[Start of Supplied text]

If two 2-digit positive integers have their respective tens digits exc

As for this question, trying different values is the most straightforward approach.

For maximizing most of 2 digit integer questions, you will have numbers closes to 90s and 10s.

Start with 10 and 99 you see that the differences are 89 (=99-10) and 71 (=90-19) giving you a change of 89-71=18, a lot more than 4.

Next check with 15 and 99, you get 84 (=99-15) and 76 (=95-19), you get 84-76=8. Thus the difference has been decreasing.

Finally check with 99 and 17, you get 82 (=99-17) and 78 (=97-19), giving you 82-78 = 4 . This is the answer.

Thus, the maximum difference is 99-17=82. C is the correct answer.

Although it does look like a time consuming approach, once you realize that the difference between the pairs will decrease and that you can not have differences \(\geq\) 90 (as both the integers are 2 digit integers), it become straightforward to find 99 and 17 as the pair.

Hope this helps.

Hi,
you do not have to check too many integers....
when the difference between the pairs decreases/increases by 4, the units digit will have a difference of two.....
so if you are taking 99, only numbers with 7 in it...
so the second integer will be 17...

Hi,
few points to be noted..
1) the largest 2 digit number is 99 and smallest is 10.. so the difference has to be less than 89... D and E will be out
2) now the two 2 digit numbers interchange their tens place... one is 90s and other 10s.. so the number should be greater than 80.... 82 fits in

We may have two choices between 80 and 90, so the method to pinpoint the answer will be...

[End of Supplied text]
[Start of Record excerpts]

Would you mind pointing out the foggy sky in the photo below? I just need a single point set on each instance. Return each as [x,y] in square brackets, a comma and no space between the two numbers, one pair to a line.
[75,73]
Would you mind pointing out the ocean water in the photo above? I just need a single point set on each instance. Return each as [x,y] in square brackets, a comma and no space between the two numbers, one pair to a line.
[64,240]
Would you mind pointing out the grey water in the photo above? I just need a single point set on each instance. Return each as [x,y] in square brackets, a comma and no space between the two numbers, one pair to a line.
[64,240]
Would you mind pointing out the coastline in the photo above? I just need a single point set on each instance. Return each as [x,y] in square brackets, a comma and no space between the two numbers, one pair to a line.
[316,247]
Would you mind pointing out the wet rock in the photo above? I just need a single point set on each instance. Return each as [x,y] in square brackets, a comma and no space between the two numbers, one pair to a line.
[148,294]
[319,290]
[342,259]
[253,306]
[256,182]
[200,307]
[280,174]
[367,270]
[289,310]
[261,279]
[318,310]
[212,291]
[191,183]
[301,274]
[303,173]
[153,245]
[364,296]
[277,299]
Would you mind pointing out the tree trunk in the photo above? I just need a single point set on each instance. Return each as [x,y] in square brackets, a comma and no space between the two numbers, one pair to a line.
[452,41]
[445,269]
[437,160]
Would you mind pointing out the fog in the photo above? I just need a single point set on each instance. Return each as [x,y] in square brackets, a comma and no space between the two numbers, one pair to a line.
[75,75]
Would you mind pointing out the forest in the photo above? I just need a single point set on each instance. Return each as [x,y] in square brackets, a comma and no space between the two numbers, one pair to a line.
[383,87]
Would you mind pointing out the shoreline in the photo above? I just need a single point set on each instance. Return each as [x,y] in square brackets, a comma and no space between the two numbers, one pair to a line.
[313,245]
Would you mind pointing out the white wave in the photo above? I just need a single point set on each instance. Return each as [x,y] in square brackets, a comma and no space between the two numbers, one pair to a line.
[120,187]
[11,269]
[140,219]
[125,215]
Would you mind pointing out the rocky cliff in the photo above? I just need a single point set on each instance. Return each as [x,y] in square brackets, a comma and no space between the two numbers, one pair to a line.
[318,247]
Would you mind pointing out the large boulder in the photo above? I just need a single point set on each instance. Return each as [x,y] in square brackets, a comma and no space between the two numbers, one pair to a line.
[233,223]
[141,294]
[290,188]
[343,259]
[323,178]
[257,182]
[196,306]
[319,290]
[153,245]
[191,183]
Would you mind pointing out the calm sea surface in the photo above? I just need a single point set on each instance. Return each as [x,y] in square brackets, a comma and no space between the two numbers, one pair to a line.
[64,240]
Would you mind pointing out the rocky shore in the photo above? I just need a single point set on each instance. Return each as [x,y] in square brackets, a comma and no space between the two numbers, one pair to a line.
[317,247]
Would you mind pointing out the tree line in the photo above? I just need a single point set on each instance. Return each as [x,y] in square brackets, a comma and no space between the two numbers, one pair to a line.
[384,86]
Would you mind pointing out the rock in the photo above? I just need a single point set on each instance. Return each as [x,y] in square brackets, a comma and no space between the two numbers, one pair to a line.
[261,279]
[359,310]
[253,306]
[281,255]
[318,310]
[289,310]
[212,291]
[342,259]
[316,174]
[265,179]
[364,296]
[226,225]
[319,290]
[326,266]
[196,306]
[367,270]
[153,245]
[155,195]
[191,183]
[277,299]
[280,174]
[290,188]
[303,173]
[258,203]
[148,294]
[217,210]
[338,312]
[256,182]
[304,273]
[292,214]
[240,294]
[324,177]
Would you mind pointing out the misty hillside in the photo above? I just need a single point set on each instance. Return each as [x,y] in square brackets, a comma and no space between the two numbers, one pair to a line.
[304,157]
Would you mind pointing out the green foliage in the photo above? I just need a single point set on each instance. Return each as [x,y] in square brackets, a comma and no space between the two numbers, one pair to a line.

[End of Record excerpts]

Pick up the forum thread on swapping the tens digits of two-digit integers where it stops, and continue it. The records have no connection to the text.

Response below -
for max difference , one number should be in 90s and other in 10s..
take the smallest two digit number, 10.. now for the difference in the differences of two numbers to be 4 , the units digit should differ by 2...
if the difference is 6, the units digit will be differ by 3 and so on
so 92 comes as the second number...
diff=92-10=82.... when we interchange the tens digit 90-12=78... so satisfies the condition..
if we take the largest number 99... the other number will be 17.... again diff=82
ans C

Let the number be ab & cd. As per the given question,

10a + b - 10c - d = k
10a + d - 10c - b = k -4

Subtracting above two equations we have,

b - d = 2. Now, In any case the last digit difference will be 2. Only one option is there containing 2 as last digit.

Hence, C.

Am I missing something? The question says they exchange their tens digit. Would that not be their ones digit that is being exchanged?

ScottTargetTestPrep Bunuel

Yes and no. Their ones digits remain the same. Only their tens digits are exchanged. For example, if the old pair of the numbers are 15 and 24, then the new pair of numbers are 25 and 14.

Now, as you can see, one might argue that their ones digits are also exchanged. However, that is only true because their tens digits are exchanged. That is, if you consider that the tens digits are being exchanged, then you must consider that the units digits are being fixed, and vice versa, if you consider that the units digits are being exchanged, then you must consider that the tens digits are being fixed.

I was a bit confused with the last step here.

What are the constraints on the numbers we must choose to determine that the original difference would be 78?

I also solved as (10a + b) - (10c +d) = 10c+b - (10a+d) + 4 to produce (10a -10c) = 2

According to our calculations, as long as the difference between the units digits is 2, the condition of "the difference between the original difference and the difference of the exchanged numbers is 4" is satisfied. That's the constraint of the units digit. For instance, 75 and 43 also satisfy that condition, but those numbers will not give you the greatest possible difference. In order to find "the greatest possible difference", the tens digit of the greater number must be 9 and the tens digit of the smaller number must be 1. As long as these two consitions are satisfied, you can choose any numbers you want (such as 92 and 10, 93 and 11, 94 and 12 etc.) The original difference is always 82 and the new difference is always 78.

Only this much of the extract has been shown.